### [Job]
Quote verbatim everything from the line containing "Target: backpack strap" down to the line containing "pixel 209 90", including both of those lines.

— start of Provided data —

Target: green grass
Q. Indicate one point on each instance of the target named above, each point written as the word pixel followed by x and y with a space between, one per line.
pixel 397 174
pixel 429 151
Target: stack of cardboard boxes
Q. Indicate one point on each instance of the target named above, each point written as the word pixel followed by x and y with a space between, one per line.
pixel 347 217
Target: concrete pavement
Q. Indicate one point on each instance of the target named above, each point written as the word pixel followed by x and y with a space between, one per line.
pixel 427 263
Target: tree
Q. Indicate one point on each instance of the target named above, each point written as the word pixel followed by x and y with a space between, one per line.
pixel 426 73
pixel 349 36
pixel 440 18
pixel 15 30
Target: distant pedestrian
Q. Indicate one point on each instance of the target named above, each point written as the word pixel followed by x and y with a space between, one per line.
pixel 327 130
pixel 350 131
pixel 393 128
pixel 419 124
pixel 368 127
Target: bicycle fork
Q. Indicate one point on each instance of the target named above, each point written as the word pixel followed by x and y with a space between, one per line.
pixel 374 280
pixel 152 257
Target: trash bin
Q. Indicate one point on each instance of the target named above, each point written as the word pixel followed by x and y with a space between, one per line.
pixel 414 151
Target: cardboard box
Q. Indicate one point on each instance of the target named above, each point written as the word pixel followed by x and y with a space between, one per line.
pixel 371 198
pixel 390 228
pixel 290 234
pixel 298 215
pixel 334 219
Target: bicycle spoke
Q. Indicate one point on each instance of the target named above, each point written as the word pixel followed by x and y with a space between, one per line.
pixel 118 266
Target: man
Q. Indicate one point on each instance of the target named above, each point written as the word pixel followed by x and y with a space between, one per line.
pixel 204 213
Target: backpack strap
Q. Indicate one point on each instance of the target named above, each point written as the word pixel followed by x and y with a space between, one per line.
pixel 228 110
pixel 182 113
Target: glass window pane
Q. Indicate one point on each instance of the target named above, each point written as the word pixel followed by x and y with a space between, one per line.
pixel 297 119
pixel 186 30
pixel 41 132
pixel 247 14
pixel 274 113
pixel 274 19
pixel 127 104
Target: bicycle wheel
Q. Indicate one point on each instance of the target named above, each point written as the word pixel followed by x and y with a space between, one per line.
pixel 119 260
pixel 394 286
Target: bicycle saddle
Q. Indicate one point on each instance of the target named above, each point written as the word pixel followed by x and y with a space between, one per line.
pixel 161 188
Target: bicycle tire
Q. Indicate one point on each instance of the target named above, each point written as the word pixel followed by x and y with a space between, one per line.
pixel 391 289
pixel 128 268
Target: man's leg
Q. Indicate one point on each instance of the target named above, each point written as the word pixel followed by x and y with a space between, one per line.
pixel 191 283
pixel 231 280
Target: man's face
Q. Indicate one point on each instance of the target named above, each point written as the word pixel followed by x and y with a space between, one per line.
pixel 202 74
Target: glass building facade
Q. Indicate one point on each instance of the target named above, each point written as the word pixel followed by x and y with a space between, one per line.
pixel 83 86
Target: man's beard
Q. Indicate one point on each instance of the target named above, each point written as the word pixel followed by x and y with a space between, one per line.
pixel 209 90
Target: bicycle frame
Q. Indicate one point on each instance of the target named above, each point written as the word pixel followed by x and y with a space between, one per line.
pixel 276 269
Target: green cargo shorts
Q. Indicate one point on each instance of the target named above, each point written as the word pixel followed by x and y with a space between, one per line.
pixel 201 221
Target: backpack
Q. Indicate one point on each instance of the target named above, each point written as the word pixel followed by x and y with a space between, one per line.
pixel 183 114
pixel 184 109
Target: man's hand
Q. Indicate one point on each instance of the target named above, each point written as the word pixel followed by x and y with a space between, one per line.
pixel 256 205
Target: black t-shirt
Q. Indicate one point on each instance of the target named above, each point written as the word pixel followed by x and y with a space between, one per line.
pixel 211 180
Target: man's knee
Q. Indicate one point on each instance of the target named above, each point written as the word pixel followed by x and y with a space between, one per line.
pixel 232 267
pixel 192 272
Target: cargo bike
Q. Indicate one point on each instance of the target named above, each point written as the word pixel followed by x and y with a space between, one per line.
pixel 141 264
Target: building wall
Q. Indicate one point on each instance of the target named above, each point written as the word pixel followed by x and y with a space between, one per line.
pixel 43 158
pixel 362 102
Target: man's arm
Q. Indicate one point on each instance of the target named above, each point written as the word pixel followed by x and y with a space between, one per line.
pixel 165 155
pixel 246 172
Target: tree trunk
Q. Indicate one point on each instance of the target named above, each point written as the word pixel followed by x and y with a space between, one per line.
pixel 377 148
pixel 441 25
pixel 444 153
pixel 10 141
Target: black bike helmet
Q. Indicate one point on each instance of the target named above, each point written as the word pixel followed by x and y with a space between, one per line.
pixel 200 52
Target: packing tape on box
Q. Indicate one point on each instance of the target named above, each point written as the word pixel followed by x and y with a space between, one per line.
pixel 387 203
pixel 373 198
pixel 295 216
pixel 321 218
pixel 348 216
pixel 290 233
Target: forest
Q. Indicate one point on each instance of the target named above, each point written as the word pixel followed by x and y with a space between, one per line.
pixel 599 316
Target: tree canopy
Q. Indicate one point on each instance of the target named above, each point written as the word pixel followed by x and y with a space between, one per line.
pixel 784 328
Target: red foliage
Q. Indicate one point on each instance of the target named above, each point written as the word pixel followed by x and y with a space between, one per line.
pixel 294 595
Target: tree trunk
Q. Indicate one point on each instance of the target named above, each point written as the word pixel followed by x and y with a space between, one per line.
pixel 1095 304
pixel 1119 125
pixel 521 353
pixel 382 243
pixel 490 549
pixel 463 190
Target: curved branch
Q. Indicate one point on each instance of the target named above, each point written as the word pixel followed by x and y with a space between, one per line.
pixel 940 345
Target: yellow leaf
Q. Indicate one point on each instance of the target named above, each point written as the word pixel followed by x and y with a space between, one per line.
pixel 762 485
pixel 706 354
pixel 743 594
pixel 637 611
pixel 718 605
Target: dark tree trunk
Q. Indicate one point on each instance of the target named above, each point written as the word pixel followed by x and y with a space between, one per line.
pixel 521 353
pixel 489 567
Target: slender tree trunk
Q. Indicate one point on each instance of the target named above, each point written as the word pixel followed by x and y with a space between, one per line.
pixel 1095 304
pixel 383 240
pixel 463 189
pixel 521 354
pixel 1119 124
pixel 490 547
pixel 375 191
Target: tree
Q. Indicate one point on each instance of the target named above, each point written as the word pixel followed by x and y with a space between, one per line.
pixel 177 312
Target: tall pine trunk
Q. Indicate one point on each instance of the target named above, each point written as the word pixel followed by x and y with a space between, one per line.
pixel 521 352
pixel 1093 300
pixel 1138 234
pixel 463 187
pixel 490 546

— end of Provided data —

### [Expected answer]
Target: backpack strap
Q. Indicate one point on each instance of the target named above, each point written as the word pixel followed by x and y with a space between, one per line.
pixel 228 110
pixel 182 113
Target: glass window pane
Q. Indicate one point on each instance of the target named above, each point written as the word pixel followed by x and y with a space between, one per line.
pixel 297 119
pixel 186 30
pixel 41 132
pixel 247 14
pixel 274 113
pixel 274 19
pixel 127 104
Target: bicycle wheel
Q. Indicate one point on each instance of the target named above, each point written as the word pixel followed by x and y with a space between, one per line.
pixel 119 260
pixel 394 286
Target: bicycle saddle
Q. Indicate one point on each instance of the target named above, each point written as the word pixel followed by x and y with a space between, one per line.
pixel 161 188
Target: bicycle tire
Q. Indicate one point on each instance of the target named above, each point written as the word pixel followed by x and y with a space between, one per line.
pixel 391 289
pixel 128 268
Target: man's leg
Q. Indicate one point on each instance of the target named above, each point written as the word pixel followed by x and y with a space between, one per line.
pixel 191 283
pixel 231 280
Target: man's face
Q. Indicate one point on each instance of the target named above, each point written as the word pixel followed by x and y with a space between, one per line.
pixel 202 74
Target: glass building facade
Q. Indicate one point on each instance of the target named above, each point written as the word pixel followed by x and y with a space between, one per line.
pixel 83 86
Target: man's beard
Q. Indicate one point on each instance of the target named above, each point written as the word pixel followed by x and y with a space between, one per line.
pixel 209 90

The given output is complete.